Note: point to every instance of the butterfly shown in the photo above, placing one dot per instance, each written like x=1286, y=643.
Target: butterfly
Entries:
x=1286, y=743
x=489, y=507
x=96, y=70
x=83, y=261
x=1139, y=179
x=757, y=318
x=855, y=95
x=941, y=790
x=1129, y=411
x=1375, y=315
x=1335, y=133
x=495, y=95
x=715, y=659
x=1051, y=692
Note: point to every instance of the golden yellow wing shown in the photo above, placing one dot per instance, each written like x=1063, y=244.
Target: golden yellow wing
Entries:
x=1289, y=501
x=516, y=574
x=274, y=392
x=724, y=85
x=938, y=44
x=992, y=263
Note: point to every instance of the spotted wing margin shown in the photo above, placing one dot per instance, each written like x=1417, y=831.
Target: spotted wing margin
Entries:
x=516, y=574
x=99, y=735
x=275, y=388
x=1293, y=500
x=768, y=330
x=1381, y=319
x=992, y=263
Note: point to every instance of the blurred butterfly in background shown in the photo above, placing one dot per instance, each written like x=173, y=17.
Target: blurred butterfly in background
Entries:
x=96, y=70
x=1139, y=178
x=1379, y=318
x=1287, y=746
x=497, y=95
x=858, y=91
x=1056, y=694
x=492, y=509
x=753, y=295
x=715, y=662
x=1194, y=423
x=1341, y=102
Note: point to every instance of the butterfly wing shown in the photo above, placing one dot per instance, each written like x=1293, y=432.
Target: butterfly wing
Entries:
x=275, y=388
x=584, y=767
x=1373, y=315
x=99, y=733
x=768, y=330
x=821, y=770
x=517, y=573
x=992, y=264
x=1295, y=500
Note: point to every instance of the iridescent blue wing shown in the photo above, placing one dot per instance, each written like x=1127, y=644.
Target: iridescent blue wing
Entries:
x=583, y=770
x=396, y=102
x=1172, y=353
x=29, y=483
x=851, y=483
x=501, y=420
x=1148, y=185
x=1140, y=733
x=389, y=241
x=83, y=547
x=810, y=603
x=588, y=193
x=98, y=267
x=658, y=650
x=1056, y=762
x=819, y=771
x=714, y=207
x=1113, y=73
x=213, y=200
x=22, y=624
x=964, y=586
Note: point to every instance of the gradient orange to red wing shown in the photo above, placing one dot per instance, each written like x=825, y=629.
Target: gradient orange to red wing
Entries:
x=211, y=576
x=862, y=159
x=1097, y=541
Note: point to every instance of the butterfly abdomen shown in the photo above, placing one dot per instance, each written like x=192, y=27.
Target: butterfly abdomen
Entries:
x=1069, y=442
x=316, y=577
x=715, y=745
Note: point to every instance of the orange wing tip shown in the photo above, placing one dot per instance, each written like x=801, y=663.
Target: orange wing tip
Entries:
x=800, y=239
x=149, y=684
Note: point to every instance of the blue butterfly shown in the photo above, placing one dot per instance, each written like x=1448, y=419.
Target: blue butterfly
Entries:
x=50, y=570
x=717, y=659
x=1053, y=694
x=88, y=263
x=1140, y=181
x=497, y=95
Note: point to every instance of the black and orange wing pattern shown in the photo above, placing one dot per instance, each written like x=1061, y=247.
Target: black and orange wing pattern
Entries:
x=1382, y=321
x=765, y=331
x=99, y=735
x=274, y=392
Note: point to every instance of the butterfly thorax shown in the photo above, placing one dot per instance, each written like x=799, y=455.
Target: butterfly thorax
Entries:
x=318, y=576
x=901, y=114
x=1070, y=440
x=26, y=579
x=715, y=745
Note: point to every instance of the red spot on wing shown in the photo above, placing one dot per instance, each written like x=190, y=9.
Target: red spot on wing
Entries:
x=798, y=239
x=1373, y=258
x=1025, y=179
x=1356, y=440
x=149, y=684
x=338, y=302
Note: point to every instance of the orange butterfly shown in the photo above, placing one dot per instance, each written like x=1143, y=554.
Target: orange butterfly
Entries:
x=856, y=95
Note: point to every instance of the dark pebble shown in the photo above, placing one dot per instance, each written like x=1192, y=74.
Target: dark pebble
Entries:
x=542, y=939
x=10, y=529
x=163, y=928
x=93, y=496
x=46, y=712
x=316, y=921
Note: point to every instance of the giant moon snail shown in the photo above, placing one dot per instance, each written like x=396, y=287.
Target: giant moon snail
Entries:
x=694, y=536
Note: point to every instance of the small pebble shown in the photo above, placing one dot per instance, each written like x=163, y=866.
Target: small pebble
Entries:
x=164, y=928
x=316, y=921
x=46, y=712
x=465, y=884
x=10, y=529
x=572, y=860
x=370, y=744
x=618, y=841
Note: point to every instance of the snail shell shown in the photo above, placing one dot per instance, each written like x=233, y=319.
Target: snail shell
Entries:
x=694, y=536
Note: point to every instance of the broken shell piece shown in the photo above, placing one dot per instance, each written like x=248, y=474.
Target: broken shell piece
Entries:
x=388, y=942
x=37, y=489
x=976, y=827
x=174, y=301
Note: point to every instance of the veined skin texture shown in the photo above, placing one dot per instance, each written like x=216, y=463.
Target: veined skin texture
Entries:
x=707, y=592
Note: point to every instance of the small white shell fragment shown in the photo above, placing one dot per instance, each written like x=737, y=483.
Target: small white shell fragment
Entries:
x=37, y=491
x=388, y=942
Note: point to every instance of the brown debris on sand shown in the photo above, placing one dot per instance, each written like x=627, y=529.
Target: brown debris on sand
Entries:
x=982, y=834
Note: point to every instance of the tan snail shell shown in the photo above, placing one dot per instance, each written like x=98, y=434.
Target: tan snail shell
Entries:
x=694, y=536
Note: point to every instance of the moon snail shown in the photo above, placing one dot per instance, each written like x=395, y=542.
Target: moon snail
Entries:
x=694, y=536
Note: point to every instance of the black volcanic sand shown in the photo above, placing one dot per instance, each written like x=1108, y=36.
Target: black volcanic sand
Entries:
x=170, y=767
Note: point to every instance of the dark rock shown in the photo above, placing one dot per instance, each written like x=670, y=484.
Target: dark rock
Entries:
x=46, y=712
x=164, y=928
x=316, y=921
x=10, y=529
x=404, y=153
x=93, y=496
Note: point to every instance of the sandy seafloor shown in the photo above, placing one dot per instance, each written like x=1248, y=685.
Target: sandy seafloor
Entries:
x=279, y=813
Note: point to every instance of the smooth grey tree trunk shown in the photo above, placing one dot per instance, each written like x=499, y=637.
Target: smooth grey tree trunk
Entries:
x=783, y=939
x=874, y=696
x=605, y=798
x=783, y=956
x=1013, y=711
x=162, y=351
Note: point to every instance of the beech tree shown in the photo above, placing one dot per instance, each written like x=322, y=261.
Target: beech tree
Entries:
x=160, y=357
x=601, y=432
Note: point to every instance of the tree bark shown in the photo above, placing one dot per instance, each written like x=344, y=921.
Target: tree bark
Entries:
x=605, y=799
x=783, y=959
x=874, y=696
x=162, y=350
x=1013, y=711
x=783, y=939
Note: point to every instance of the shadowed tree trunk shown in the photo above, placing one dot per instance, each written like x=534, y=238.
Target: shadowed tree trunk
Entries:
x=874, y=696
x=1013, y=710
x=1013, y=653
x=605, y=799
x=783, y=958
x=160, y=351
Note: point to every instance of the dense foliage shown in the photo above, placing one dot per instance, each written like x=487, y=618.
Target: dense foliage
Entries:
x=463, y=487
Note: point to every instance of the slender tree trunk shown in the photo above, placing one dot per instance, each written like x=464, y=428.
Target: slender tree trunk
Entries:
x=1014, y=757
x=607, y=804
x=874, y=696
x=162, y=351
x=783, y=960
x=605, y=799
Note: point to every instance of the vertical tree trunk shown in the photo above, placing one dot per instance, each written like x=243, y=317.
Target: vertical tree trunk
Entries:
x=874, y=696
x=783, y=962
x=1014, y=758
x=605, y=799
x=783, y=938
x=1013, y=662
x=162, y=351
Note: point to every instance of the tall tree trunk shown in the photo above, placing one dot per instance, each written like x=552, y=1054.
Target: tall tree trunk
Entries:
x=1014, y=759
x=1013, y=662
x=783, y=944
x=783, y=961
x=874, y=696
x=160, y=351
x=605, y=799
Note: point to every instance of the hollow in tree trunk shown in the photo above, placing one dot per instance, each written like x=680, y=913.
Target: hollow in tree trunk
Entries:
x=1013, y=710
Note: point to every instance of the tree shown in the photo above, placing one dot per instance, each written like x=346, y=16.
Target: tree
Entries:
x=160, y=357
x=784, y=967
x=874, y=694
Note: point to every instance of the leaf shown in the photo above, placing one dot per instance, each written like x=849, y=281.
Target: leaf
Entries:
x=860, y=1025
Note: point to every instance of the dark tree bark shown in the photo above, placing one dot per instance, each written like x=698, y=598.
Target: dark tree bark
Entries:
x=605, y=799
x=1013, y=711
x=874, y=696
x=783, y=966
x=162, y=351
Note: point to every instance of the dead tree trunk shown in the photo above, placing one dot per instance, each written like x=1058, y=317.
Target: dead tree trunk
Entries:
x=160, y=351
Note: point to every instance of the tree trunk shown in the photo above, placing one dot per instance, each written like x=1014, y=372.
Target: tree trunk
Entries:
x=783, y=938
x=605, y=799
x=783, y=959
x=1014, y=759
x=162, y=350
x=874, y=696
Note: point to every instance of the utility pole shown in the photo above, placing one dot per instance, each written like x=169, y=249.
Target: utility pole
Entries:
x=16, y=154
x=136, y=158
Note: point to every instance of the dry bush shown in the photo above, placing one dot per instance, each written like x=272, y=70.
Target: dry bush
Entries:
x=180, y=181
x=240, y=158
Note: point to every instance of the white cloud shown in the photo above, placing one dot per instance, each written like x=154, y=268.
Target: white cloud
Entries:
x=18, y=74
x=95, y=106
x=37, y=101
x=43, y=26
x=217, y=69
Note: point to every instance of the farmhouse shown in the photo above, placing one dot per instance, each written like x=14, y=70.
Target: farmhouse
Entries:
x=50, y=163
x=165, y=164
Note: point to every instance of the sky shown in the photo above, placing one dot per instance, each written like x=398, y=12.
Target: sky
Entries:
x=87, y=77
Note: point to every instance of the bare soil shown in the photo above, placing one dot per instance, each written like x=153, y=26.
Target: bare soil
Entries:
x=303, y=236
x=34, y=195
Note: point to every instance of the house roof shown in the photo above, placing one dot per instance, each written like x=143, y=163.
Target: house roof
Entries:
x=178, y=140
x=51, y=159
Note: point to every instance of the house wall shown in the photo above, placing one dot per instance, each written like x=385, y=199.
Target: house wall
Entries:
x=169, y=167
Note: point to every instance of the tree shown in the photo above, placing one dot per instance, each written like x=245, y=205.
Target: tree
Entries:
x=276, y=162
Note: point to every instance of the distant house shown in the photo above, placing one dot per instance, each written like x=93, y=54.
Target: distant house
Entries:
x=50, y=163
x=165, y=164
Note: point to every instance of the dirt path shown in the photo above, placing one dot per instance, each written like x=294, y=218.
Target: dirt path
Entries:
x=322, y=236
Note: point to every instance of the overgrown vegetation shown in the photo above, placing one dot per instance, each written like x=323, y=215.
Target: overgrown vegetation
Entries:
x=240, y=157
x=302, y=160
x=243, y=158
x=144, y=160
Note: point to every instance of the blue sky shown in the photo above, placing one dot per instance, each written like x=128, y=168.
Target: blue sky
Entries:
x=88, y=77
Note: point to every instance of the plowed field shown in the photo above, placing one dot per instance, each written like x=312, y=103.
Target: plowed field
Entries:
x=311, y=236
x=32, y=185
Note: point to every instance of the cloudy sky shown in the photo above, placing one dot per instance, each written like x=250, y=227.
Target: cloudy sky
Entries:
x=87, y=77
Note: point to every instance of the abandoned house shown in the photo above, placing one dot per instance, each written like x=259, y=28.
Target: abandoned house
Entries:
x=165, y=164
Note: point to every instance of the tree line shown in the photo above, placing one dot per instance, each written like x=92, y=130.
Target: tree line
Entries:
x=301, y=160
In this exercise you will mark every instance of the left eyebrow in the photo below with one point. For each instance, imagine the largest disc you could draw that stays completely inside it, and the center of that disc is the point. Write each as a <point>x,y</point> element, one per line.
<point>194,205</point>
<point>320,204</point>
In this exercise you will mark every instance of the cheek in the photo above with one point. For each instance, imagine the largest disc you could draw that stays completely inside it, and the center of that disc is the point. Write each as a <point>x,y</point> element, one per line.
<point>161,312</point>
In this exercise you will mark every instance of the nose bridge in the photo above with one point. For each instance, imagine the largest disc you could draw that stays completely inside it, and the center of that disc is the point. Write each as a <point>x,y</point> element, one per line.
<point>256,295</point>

[Stated problem]:
The line containing "In this exercise you will mark every instance of the cheek" and every line after it, through the end of the records, should be repeated exactly and alone.

[Correct response]:
In this exercise you will mark every instance of the cheek in the photo above with one point. For each instance, imagine the largest disc you could draw that stays completely inside it, and the center of that disc is the point. Write each as a <point>x,y</point> element, one per line.
<point>161,312</point>
In this exercise you will mark every instance of the nose bridge in the photo above with one point. For each instance, imagine the largest disc you could draw that stays completely inside it, and the center of that disc is the point. Write each as a <point>x,y</point> element, one per line.
<point>256,295</point>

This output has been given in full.